Sayfalar

27 Ekim 2012 Cumartesi

İş Görüşmesi Raconu

Okulum tamamiyle bitmemiş olsa da (öğrencilik bırakılır mı yahu!) full-time çalışabilmek için yeterli boş vaktim olacağı için bir süre önce çalışmaya karar verdim. Bu karardan sonra internet üzerinden başvurular yaptım ve geri dönen firmalarla telefon üzerinden veya yüzyüze mülakatlar gerçekleştirdik. Birçok firmayla görüştüm ve her görüşmeden farklı dersler çıkardım, yaptığım hataları düzeltmeye çalıştım. Aslında hata demek çok doğru değil, değerli İK'cılarımızın hoş görmediği durumları düzeltmeye çalıştım diyelim.

Her sene bir dolu mezun yaz döneminde iş aramaya başlıyor ve benim yaşadığım sürece benzer durumları yaşıyor. Bu süreç uzunluğa, ailenizin ve çevrenizin sizden beklentisine göre farklı şekiller alabiliyor. Daha az seçici olmak zorunda kalabiliyorsunuz veya sevmediğiniz bir işte çalışmak zorunda bırakılabiliyorsunuz. Psikolojik ve maddi boyutu olan bir süreç bu.

• Görev 1
Okuma parçasında "İş Görüşmesi Raconu" sözlerinden başlayıp "düzeltmeye çalıştım diyelim." sözlerine kadar uzanan bölümü hiçbir değişiklik yapmadan yeniden yazın.
• Görev 2
Okuma parçasında birinci kişiye (tekil veya çoğul) göre belirli geçmiş zamanla (-di'li geçmiş) çekimlenmiş fiillerin hepsini bulun. Birden fazla geçen fiili yalnızca bir kez yazın.
• Görev 3
İş görüşmeleri üzerine yazılmış okuma parçasını son cümlesinden sonra devam ettirin.

• Verilen Satırlar
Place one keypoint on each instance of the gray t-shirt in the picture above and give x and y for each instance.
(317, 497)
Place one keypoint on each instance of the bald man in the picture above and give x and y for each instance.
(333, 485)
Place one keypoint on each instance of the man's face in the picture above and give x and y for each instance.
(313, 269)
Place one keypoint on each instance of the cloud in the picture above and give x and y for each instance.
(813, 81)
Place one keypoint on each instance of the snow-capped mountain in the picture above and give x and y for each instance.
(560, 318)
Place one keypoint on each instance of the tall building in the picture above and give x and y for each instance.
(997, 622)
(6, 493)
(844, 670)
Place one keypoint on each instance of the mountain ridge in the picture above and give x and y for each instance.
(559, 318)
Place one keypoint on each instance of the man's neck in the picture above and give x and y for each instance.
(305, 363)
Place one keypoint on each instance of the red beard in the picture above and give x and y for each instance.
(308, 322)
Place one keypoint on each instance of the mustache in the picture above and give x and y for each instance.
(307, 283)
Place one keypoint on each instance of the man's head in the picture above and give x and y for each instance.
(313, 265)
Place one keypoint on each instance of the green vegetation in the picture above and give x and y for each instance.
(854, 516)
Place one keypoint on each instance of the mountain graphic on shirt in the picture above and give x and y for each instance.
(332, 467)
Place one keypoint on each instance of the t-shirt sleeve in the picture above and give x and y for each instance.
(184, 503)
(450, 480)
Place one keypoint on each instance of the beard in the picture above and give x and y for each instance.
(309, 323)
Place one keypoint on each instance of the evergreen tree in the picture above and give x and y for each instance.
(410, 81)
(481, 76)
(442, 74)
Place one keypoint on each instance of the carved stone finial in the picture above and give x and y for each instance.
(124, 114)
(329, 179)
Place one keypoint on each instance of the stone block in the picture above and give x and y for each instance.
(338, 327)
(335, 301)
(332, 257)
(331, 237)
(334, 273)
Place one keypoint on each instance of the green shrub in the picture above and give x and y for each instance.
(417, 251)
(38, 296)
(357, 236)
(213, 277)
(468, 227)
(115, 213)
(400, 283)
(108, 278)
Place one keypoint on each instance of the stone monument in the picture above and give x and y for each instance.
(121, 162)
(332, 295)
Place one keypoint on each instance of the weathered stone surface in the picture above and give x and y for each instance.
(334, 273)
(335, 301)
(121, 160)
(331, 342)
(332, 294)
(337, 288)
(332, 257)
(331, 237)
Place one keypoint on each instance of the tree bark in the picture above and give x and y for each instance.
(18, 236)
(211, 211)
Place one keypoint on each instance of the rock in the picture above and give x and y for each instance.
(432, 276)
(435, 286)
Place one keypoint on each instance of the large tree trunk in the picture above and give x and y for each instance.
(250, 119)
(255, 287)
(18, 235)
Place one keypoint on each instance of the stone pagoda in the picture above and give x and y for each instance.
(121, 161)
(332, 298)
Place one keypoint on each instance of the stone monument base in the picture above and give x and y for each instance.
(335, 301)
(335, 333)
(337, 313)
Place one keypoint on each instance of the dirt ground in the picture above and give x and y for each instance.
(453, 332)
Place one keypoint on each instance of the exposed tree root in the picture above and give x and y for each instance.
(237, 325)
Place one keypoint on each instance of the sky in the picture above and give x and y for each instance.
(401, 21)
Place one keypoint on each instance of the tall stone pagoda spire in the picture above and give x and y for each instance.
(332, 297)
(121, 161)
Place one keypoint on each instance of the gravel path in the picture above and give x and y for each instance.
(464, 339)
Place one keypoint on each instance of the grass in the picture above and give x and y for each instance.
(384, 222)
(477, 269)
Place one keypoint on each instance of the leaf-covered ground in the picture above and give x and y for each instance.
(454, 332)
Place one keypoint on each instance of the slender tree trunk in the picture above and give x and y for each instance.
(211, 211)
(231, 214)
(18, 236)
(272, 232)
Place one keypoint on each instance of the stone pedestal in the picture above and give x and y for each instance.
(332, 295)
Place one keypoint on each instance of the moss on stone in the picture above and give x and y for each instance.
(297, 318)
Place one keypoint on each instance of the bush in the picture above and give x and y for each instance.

• Cevap 1
İş Görüşmesi Raconu

Okulum tamamiyle bitmemiş olsa da (öğrencilik bırakılır mı yahu!) full-time çalışabilmek için yeterli boş vaktim olacağı için bir süre önce çalışmaya karar verdim. Bu karardan sonra internet üzerinden başvurular yaptım ve geri dönen firmalarla telefon üzerinden veya yüzyüze mülakatlar gerçekleştirdik. Birçok firmayla görüştüm ve her görüşmeden farklı dersler çıkardım, yaptığım hataları düzeltmeye çalıştım. Aslında hata demek çok doğru değil, değerli İK'cılarımızın hoş görmediği durumları düzeltmeye çalıştım diyelim.

• Cevap 2
verdim, yaptım, gerçekleştirdik, görüştüm, çıkardım, çalıştım

• Cevap 3
Yaptığım görüşmeler sonucunda bir kenara aldığım notlar, en azından yaptığınız görüşmelerin az da olsa verimli geçmesine katkıda bulunacaktır diye düşünüyorum. Notlarımı belli bir iş grubu veya bölümle ilgili değil genel iş görüşmesi durumu için almaya çalıştım. Yani iş başvurusu yapan pozisyonda olduğunuz ve işveren temsilcisiyle yaptığınız o mistik görüşme ortamı için;
  • Neden o pozisyona başvurdun?
İlk madde başvurduğun pozisyonu neden istediğini göstermek zorundasın. Mantıklı bir gerekçen olup olmadığın sınanıyor bu soruda. Bu soruya hazırlıklı gitmek lazım çünkü cevapsız kalırsa acil iş bulmak zorunda olduğun ve kariyer.net'teki her ilana başvurduğun anlaşılır. Ben bu işi yapmak için yaratılmışım gibi şeyler beklenir genelde. 


  • Kariyer hedefin ne?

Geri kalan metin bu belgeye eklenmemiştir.